## Task requirements
**A.** Rewrite the paragraph of the audio encoder description below that begins "As shown in FIG. 1" as a short bulleted list, keeping its main facts.
**B.** Continue the audio encoder description below, writing what would come next after its final sentence.
# start of Supplied text
BRIEF DESCRIPTION OF THE DRAWINGS
Preferred embodiments of the present invention are hereinafter
described, by way of example only, with reference to the
accompanying drawings, wherein:
FIG. 1 is a block diagram of a preferred embodiment of an audio
encoder;
FIG. 2 is a flow diagram of a prior art process for generating
masking data;
FIG. 3 is a flow diagram of a mask generation process executed by a
mask generator of the audio encoder.
DETAILED DESCRIPTION OF THE INVENTION
As shown in FIG. 1, an audio encoder 100 includes a mask generator
102, a filter bank 104, a quantizer 106, and a bit stream generator
108. The audio encoder 100 executes an audio encoding process that
generates encoded audio data 112 from input audio data 110. The
encoded audio data 112 constitutes a compressed representation of
the input audio data 110.
The audio encoding process executed by the encoder 100 performs
encoding steps based on MPEG-1-L2 processes described in the MPEG-1
standard. The time-domain input audio data 110 is convened into
sub-bands by the filter bank 104, and the resulting
frequency-domain data is then quantized by the quantizer 106. The
bitstream generator 108 then generates encoded audio data or
bitstream 112 from the quantized data. The quantizer 106 performs
bit allocation and quantization based upon masking data generated
by the mask generator 102. The masking data is generated from the
input audio data 110 on the basis of a psychoacoustic model of
human hearing and aural perception. The psychoacoustic modeling
takes into account the frequency-dependent thresholds of human
hearing, and a psychoacoustic phenomenon referred to as masking,
whereby a strong frequency component close to one or more weaker
frequency components tends to mask, the weaker components,
rendering them inaudible to a human listener. This makes it
possible to omit the weaker frequency components when encoding
audio data, and thereby achieve a higher degree of compression,
without adversely affecting the perceived quality of the encoded
audio data 112. The masking data comprises a signal-to-mask ratio
value for each frequency sub-band. These signal-to-mask ratio
values represent the amount of signal masked by the human ear in
each frequency sub-band. The quantizer 106 uses this information to
decide how best to use the available number of data bits to
represent the input audio signal 110.
# end of Supplied text
# start of Provided data
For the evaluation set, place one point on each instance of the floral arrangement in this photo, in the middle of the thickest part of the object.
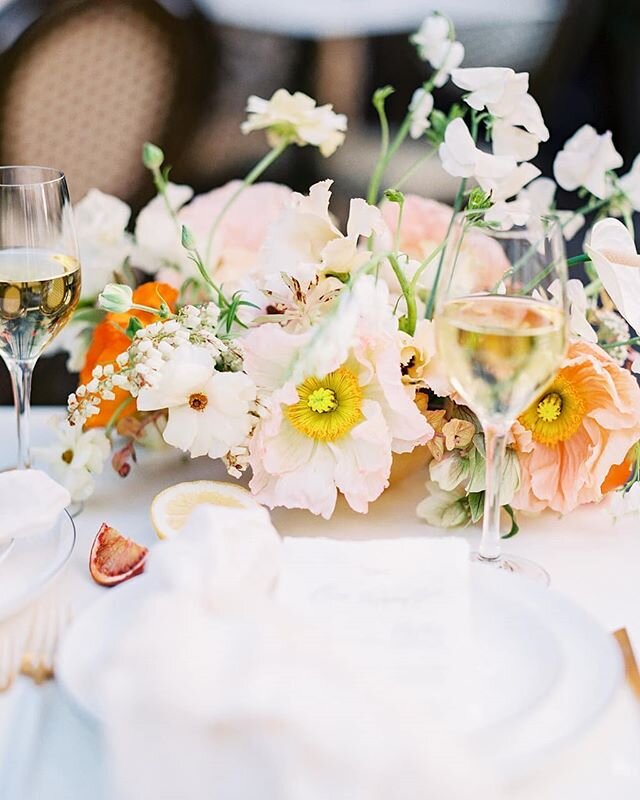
(274, 340)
# end of Provided data
## Results
**A.**
- Audio encoder 100 has four parts: mask generator 102, filter bank 104, quantizer 106, and bit stream generator 108.
- It runs an audio encoding process that turns input audio data 110 into encoded audio data 112.
- Encoded audio data 112 is a compressed representation of input audio data 110.

**B.**
In known or prior art MPEG-1-L2 encoders, the generation of masking
data has been found to be the most computationally intensive
component of the encoding process, representing up to 50% of the
total processing resources. The MPEG-1 standard provides two
example implementations of the psychoacoustic model: psychoacoustic
model 1 (PAM1) is less complex and makes more compromises on
quality than psychoacoustic model 2 (PAM2). PAM2 has better
performance for lower bit rates. Nonetheless, quality tests
indicate that PAM1 can achieve good quality encoding at high bit
rates such as 256 and 384 kbps. However, PAM1 is implemented in
floating point arithmetic and is not optimized for chip-based
encoders. As described in G. A. Davidson et. al., Parametric Bit
Allocation in a Perceptual Audio Coder, 97th Convention of Audio
Engineering Society, November 1994, it has been estimated that PAM1
demands more than 30 MIPS of computing power per channel.
Moreover, despite using the C double precision type throughout, the
ISO implementation uses an extremely large number of arithmetic
operations, each resulting in a loss of precision at each step of
the psychoacoustic masking data generation process.
The psychoacoustic mask generation process 300 executed by the mask
generator 102 provides an implementation of the psychoacoustic
model that maintains quality whilst significantly reducing the
computational requirements.
In order to most clearly describe the advantages of the
psychoacoustic mask generation process 300, the steps of the
process are described below with reference to a prior art process
200 for generating psychoacoustic masking data, as described in the
MPEG-1 standard.
In the described embodiment, the audio encoder is a standard
digital signal processor (DSP) such as a TMS320 series DSP
manufactured by Texas Instruments. The audio encoding modules 102
to 108 of the encoder 100 are software modules stored in the
firmware of the DSP-core. However, it will be apparent that at
least part of the audio encoding modules 102 to 108 could
alternatively be implemented as dedicated hardware components such
as application-specific integrated circuits (ASICs).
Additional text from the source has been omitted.